Exercise prompt.
Output each record exactly. Leave none out.

+++

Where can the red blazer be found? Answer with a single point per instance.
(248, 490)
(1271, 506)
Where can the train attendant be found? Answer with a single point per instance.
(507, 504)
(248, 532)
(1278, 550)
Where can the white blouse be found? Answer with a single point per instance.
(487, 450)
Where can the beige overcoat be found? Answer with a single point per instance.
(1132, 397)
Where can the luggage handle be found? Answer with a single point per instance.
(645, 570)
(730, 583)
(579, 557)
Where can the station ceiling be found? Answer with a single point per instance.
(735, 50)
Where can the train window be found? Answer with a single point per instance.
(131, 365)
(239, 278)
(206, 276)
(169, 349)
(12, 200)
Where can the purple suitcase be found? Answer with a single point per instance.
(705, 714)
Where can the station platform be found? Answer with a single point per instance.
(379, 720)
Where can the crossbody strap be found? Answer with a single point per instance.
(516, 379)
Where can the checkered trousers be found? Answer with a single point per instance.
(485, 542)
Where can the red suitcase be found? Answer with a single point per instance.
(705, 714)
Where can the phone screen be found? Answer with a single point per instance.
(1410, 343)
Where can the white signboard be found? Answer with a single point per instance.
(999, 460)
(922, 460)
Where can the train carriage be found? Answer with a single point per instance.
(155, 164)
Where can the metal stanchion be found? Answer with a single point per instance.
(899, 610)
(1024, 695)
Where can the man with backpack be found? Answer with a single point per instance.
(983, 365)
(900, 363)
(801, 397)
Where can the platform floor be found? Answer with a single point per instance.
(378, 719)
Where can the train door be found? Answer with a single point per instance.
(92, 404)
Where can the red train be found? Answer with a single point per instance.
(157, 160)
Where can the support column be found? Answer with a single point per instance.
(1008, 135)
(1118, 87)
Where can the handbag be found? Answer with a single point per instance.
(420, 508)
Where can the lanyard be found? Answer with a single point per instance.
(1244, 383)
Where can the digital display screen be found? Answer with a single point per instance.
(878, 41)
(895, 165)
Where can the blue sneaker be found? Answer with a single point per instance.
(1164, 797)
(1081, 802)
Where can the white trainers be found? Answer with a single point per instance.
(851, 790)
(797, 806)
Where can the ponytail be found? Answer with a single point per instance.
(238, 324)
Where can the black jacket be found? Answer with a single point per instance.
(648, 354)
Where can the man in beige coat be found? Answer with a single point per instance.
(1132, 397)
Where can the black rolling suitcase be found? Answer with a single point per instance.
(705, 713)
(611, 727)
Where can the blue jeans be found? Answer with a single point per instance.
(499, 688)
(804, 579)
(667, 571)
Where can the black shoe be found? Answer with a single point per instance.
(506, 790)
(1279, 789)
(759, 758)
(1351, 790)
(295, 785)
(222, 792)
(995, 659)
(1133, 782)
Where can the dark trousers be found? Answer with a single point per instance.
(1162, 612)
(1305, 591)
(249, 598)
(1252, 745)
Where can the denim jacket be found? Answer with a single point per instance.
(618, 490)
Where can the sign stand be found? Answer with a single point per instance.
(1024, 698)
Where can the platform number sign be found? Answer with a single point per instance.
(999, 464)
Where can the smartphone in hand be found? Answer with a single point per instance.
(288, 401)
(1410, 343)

+++

Task response.
Where can the red blazer be found? Answer with a single point per instance.
(248, 490)
(1271, 506)
Where can the train attendant be found? Answer with a single point per instance.
(507, 504)
(248, 532)
(1278, 550)
Where can the white blouse be found? Answer with a single point per instance.
(487, 450)
Where can the beige overcoat be found? Answer with a single point per instance.
(1132, 397)
Where can the luggage handle be found? Answer with a single point per instance.
(645, 570)
(730, 583)
(579, 557)
Where can the station ceiling be found? Answer with a single point per instance.
(735, 50)
Where can the train window be found? Answer with a single point per instance.
(131, 365)
(239, 278)
(206, 276)
(169, 349)
(12, 200)
Where can the purple suitcase be found? Answer with a single point per instance.
(705, 714)
Where can the station platform be found? Answer with a single point per instance.
(379, 720)
Where can the crossbody strap be found? Answer with a single point per instance.
(516, 379)
Where can the checkered trousers be found? Answer with a single point per instance.
(485, 542)
Where can the red suitcase be found? Answer with a single point per instance.
(705, 714)
Where can the phone screen be found? Answer with a single point per instance.
(1410, 343)
Where can the white signboard be found? Answer with a single point per instance.
(999, 460)
(922, 460)
Where can the train carriage be found? Answer with a single point per instance.
(155, 164)
Where can the metal stanchion be found? Answer with a single point per instance.
(899, 610)
(1024, 695)
Where can the man with backpack be found? Answer with a single point per instance.
(983, 365)
(900, 363)
(801, 397)
Where can the platform floor be found? Answer with a single point per instance.
(378, 719)
Where can the train door be found? Answer with a single point per instance.
(92, 404)
Where can the red train be found? Answer with a single point per instance.
(157, 160)
Where can the support column be found? Answer with a single point per instance.
(1008, 135)
(1118, 87)
Where can the handbag be found? Answer with a single point per instance.
(420, 508)
Where can the lanyard be found? Answer with a single point per instance.
(1244, 383)
Where can the digital display screen be found? Answer with a single point per instance.
(878, 41)
(895, 165)
Where can the blue sneaker be found? Answer with a single point per instance.
(1164, 797)
(1081, 802)
Where can the white trainers be found? Answer with a single point per instance.
(851, 790)
(797, 806)
Where can the ponytail be found? Answer with a single point per instance.
(238, 324)
Where can the black jacket be found? Answer with a single point per instance.
(648, 354)
Where can the man in beige coat be found? Answer with a single point per instance.
(1132, 397)
Where can the black rolling suitcase be found? Answer with a single point per instance.
(705, 713)
(611, 727)
Where can the blue jeans be found? Answer with a single point per instance.
(499, 688)
(804, 579)
(667, 571)
Where can the black shoe be found? Answer with a single point per instance.
(506, 790)
(1279, 789)
(759, 758)
(1351, 790)
(295, 785)
(222, 792)
(995, 659)
(1133, 782)
Where can the dark trousers be found? Answer with a single point per instance.
(1162, 612)
(1305, 591)
(249, 598)
(1252, 745)
Where can the denim jacket be found? Answer with a single point per instance.
(618, 490)
Where can the sign stand be found? Answer with a single point per instance.
(1024, 698)
Where can the platform number sign be found? Answer with a single point per instance.
(999, 464)
Where can the smartphone in hand be found? Answer with a single point per instance.
(288, 401)
(1410, 343)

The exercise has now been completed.